## TASK DESCRIPTION
Your task is to copy each line in the listing that includes the word "cactus".

## RECORDS SHOWN
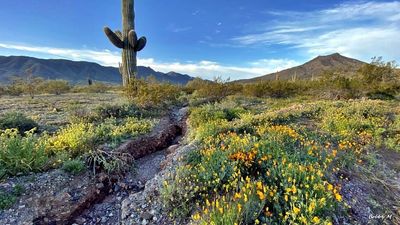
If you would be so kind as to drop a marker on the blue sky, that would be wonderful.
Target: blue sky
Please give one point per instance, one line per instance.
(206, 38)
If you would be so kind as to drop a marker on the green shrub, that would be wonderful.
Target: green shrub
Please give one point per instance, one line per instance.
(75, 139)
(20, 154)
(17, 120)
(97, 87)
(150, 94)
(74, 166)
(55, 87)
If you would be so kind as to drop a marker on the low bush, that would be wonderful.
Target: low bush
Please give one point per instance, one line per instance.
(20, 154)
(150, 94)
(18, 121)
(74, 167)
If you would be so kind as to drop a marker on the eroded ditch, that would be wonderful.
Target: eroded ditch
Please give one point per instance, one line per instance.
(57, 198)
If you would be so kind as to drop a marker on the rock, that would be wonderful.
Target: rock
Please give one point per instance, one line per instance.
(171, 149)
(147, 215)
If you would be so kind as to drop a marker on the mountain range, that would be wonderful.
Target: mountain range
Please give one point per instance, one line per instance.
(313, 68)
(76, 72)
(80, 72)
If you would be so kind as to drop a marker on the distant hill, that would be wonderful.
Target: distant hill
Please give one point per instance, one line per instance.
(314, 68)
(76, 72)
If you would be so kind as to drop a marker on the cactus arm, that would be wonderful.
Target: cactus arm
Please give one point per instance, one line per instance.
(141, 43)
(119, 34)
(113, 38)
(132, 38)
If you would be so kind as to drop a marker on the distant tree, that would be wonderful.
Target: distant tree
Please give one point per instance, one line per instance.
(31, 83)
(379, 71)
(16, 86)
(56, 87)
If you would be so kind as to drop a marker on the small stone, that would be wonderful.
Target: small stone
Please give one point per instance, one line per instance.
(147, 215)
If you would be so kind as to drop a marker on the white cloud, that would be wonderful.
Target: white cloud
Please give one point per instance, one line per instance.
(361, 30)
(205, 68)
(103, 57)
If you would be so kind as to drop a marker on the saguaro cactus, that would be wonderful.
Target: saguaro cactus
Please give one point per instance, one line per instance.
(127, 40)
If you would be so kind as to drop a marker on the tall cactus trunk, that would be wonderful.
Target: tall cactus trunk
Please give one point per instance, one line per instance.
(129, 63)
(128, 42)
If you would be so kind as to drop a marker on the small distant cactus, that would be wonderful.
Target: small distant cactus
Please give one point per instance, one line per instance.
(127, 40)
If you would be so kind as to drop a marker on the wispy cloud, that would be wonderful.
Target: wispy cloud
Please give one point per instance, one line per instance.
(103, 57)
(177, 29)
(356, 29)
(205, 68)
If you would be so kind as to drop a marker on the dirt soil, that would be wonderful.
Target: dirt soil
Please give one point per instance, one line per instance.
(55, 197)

---

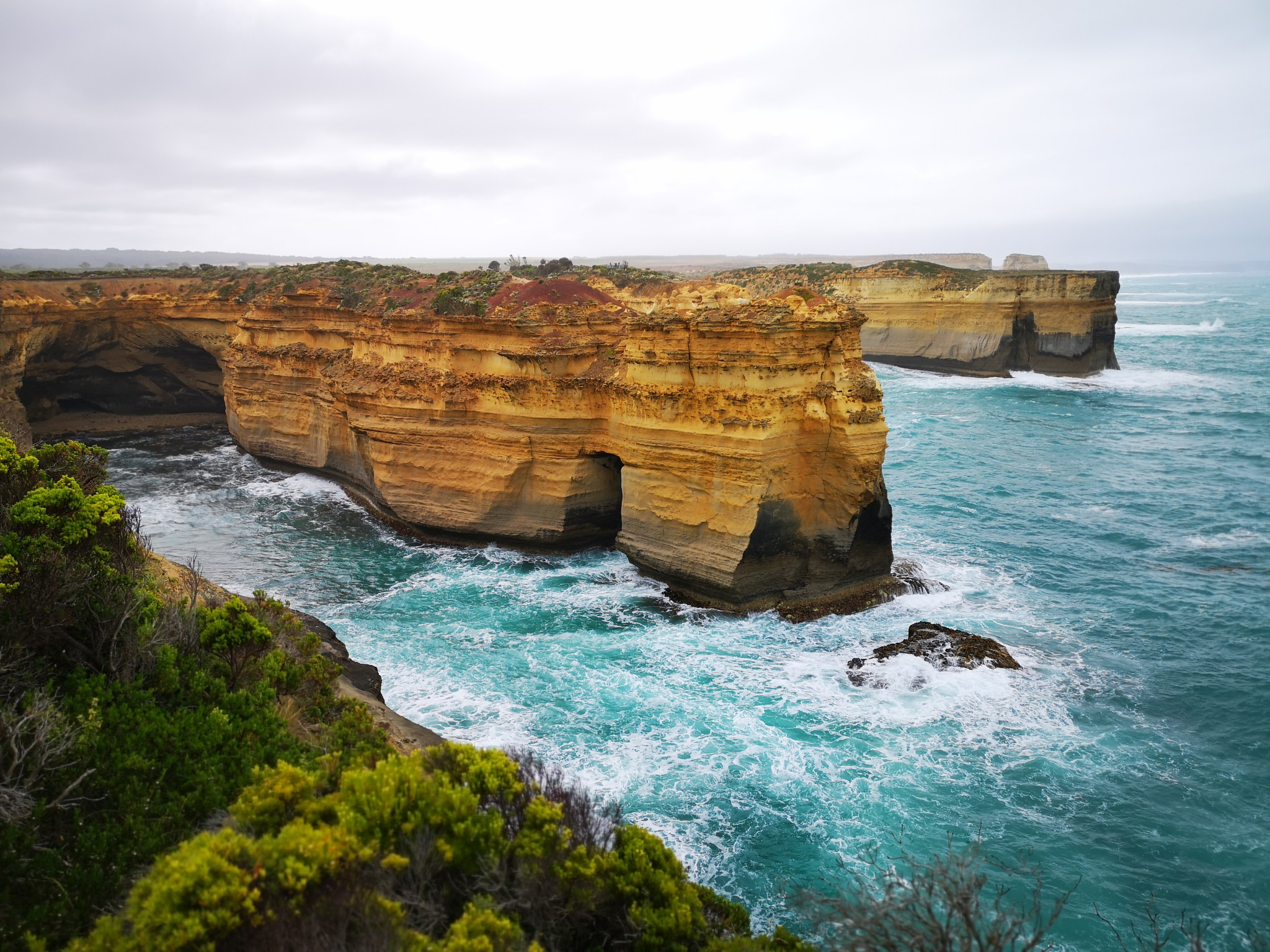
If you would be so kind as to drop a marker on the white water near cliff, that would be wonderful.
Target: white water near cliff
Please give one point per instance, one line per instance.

---

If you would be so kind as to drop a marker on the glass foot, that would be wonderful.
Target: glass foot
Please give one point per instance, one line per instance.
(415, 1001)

## SOLUTION FOR THIS TASK
If you would be so kind as to drop a marker on the cactus arm, that would be wonderful.
Target: cactus arm
If you would be so kind as to drop a marker on the saguaro cactus, that would be wonderful.
Target: saguaro cactus
If you would be so kind as to drop a marker on the tall cactus trunk, that would be wonderful.
Target: tall cactus trunk
If you would be so kind as to drop a marker on the small distant cactus, that would be wonderful.
Target: small distant cactus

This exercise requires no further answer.